▸ **Stored records**:
+-------+
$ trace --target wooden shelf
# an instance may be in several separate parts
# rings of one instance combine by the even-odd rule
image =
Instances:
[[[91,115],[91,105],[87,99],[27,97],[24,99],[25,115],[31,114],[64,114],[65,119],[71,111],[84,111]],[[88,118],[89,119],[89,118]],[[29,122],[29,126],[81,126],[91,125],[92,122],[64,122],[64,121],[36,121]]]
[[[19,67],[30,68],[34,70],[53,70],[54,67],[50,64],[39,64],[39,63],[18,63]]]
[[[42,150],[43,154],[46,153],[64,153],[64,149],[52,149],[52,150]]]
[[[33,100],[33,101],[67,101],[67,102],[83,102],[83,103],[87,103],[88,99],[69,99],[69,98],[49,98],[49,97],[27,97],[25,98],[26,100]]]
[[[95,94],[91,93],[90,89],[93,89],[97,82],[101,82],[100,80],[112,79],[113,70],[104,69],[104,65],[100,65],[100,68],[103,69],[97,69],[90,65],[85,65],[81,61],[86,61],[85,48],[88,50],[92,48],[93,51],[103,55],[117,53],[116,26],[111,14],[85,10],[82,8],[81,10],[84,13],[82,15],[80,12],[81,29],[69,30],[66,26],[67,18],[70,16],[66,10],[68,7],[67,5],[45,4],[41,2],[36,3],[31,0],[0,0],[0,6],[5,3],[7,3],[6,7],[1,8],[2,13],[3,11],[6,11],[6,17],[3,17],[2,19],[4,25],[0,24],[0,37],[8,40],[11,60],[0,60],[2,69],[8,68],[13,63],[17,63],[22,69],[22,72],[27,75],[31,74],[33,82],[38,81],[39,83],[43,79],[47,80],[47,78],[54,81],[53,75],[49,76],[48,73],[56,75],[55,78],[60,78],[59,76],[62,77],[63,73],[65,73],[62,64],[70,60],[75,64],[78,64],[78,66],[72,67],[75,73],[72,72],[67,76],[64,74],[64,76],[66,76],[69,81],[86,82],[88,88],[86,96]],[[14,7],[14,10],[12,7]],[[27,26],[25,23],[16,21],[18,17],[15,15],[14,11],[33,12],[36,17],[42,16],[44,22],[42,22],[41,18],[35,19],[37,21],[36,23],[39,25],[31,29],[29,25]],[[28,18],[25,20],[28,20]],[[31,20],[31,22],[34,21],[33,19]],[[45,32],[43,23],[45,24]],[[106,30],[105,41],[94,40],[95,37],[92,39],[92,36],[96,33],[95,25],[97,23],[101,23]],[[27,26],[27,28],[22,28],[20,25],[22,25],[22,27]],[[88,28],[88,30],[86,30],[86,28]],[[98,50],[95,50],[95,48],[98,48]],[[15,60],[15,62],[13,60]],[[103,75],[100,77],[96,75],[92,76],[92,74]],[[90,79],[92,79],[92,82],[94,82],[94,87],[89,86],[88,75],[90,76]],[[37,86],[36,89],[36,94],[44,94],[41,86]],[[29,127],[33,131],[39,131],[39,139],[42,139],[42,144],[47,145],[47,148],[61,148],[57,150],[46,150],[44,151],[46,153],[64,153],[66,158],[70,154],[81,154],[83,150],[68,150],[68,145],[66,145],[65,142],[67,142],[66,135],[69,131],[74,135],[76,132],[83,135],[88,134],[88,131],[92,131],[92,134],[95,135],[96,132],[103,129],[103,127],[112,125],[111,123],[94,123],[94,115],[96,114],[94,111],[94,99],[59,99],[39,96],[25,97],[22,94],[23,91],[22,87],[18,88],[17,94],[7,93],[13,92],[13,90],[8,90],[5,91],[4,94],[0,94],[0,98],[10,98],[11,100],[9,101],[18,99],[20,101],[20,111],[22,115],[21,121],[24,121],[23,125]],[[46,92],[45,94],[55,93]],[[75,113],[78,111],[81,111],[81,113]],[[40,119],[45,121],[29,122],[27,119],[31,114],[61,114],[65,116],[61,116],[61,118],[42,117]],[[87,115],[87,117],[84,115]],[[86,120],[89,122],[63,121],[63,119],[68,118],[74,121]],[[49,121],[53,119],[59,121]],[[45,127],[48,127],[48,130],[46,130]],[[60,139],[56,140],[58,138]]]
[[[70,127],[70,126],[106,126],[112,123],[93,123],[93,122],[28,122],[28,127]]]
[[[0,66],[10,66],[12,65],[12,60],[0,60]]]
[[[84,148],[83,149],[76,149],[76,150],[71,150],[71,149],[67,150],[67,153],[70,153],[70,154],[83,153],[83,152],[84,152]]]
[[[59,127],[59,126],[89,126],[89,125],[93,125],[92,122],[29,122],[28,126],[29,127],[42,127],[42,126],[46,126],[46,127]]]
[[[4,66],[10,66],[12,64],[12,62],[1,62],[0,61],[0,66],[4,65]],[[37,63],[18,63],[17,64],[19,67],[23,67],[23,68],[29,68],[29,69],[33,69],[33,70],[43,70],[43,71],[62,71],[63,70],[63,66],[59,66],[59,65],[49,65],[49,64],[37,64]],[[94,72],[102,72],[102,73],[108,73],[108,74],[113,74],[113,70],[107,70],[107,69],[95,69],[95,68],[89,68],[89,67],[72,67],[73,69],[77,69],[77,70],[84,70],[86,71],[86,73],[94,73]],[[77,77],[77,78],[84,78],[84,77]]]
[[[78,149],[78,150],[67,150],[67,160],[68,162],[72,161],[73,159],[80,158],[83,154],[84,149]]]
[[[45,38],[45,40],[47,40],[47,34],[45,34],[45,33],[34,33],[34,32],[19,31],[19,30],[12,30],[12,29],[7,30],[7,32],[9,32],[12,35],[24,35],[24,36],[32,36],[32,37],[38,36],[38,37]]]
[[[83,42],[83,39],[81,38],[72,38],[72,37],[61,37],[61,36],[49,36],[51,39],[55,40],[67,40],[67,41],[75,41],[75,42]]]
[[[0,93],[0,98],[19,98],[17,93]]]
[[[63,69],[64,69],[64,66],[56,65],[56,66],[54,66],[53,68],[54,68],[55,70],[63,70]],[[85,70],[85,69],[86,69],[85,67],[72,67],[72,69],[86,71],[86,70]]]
+-------+
▸ **Work request**:
From the records above, please extract every line and repeat it exactly.

▸ **Reply to the task**:
$ trace --target wooden shelf
# an instance may be in several separate parts
# rings of one instance combine by the even-odd rule
image =
Instances:
[[[91,115],[91,105],[87,99],[27,97],[24,99],[25,115],[31,114],[64,114],[65,119],[71,111],[84,111]],[[88,118],[89,119],[89,118]],[[29,122],[29,126],[81,126],[91,125],[92,122],[64,122],[64,121],[36,121]]]
[[[19,67],[30,68],[34,70],[53,70],[54,67],[50,64],[39,64],[39,63],[18,63]]]
[[[42,150],[43,154],[46,153],[64,153],[64,149],[52,149],[52,150]]]
[[[33,100],[33,101],[67,101],[67,102],[83,102],[83,103],[87,103],[88,99],[69,99],[69,98],[49,98],[49,97],[27,97],[25,98],[26,100]]]
[[[95,94],[91,93],[90,89],[93,89],[97,82],[101,82],[100,80],[112,79],[113,70],[104,69],[104,65],[100,65],[100,68],[103,69],[97,69],[90,65],[85,65],[81,61],[86,61],[85,48],[88,50],[92,48],[93,51],[103,55],[117,53],[116,26],[111,14],[85,10],[82,8],[81,10],[84,13],[82,15],[80,12],[81,29],[69,30],[66,26],[67,18],[70,16],[66,10],[68,7],[67,5],[45,4],[41,2],[36,3],[31,0],[0,0],[0,6],[5,3],[7,3],[6,7],[1,8],[2,13],[3,11],[6,11],[6,17],[3,17],[2,19],[4,25],[0,24],[0,37],[8,40],[11,60],[0,60],[2,69],[8,68],[13,63],[17,63],[22,69],[22,72],[27,75],[31,74],[33,82],[38,81],[39,83],[43,79],[47,80],[47,78],[54,81],[53,75],[49,76],[48,73],[56,75],[55,78],[60,78],[59,76],[62,77],[63,73],[65,73],[62,64],[70,60],[75,64],[78,64],[78,66],[72,67],[75,73],[72,72],[67,76],[64,74],[64,76],[66,76],[69,81],[86,82],[88,88],[86,96]],[[14,7],[14,10],[12,7]],[[27,26],[25,23],[16,21],[18,17],[15,15],[14,11],[33,12],[36,17],[42,16],[44,22],[42,22],[41,18],[35,19],[37,21],[36,23],[39,25],[31,29],[29,25]],[[28,18],[25,20],[28,20]],[[31,20],[31,22],[34,21],[33,19]],[[45,32],[43,23],[45,24]],[[106,30],[105,41],[94,40],[95,37],[92,39],[92,36],[96,33],[95,25],[97,23],[101,23]],[[27,26],[27,28],[22,28],[20,25],[22,25],[22,27]],[[88,28],[88,30],[86,30],[86,28]],[[98,50],[95,50],[95,48],[98,48]],[[15,60],[15,62],[13,60]],[[103,75],[100,77],[96,75],[92,76],[92,74]],[[90,79],[92,79],[92,82],[94,82],[94,87],[89,86],[88,75],[90,76]],[[37,86],[36,89],[36,94],[44,94],[41,86]],[[29,127],[33,131],[39,131],[39,139],[42,139],[42,144],[47,145],[47,148],[61,148],[57,150],[46,150],[44,151],[46,153],[64,153],[66,158],[70,154],[81,154],[83,150],[68,150],[68,145],[66,145],[65,142],[67,142],[66,135],[69,131],[74,135],[76,132],[83,135],[88,134],[88,131],[92,131],[92,134],[95,135],[96,132],[103,129],[103,127],[112,125],[111,123],[94,123],[94,115],[96,114],[94,111],[94,99],[59,99],[39,96],[25,97],[22,94],[23,91],[22,87],[18,88],[17,94],[7,93],[13,92],[13,90],[8,90],[5,91],[4,94],[0,94],[0,98],[10,98],[11,100],[9,101],[18,99],[20,101],[20,111],[22,115],[21,121],[24,121],[23,125]],[[46,92],[45,94],[55,93]],[[75,113],[78,111],[81,111],[81,113]],[[40,119],[45,121],[29,122],[27,119],[31,114],[61,114],[65,116],[61,116],[61,118],[42,117]],[[87,115],[87,117],[84,115]],[[86,120],[89,122],[63,121],[63,119],[68,118],[74,121]],[[49,121],[53,119],[59,121]],[[45,127],[48,127],[48,130],[46,130]],[[60,139],[56,140],[58,138]]]
[[[70,127],[70,126],[106,126],[112,123],[93,123],[93,122],[28,122],[28,127]]]
[[[0,66],[10,66],[12,65],[12,60],[0,60]]]
[[[84,148],[83,149],[76,149],[76,150],[71,150],[71,149],[67,150],[67,153],[70,153],[70,154],[83,153],[83,152],[84,152]]]
[[[59,127],[59,126],[89,126],[89,125],[93,125],[92,122],[29,122],[28,126],[29,127],[42,127],[42,126],[46,126],[46,127]]]
[[[4,66],[10,66],[12,64],[12,62],[1,62],[0,61],[0,66],[4,65]],[[37,63],[18,63],[17,64],[19,67],[23,67],[23,68],[29,68],[29,69],[33,69],[33,70],[43,70],[43,71],[62,71],[63,70],[63,66],[59,66],[59,65],[49,65],[49,64],[37,64]],[[94,72],[102,72],[102,73],[108,73],[108,74],[113,74],[113,70],[107,70],[107,69],[95,69],[95,68],[89,68],[89,67],[72,67],[73,69],[77,69],[77,70],[84,70],[86,71],[86,73],[94,73]],[[77,77],[77,78],[84,78],[84,77]]]
[[[78,149],[78,150],[67,150],[67,160],[68,162],[72,161],[73,159],[80,158],[83,154],[84,149]]]
[[[45,38],[45,40],[47,40],[47,34],[45,34],[45,33],[34,33],[34,32],[19,31],[19,30],[12,30],[12,29],[7,30],[7,32],[9,32],[12,35],[24,35],[24,36],[32,36],[32,37],[38,36],[38,37]]]
[[[83,42],[83,39],[81,38],[72,38],[72,37],[61,37],[61,36],[49,36],[51,39],[55,40],[67,40],[67,41],[75,41],[75,42]]]
[[[0,93],[0,98],[19,98],[17,93]]]
[[[63,69],[64,69],[64,66],[56,65],[56,66],[54,66],[53,68],[54,68],[55,70],[63,70]],[[85,70],[85,69],[86,69],[85,67],[72,67],[72,69],[86,71],[86,70]]]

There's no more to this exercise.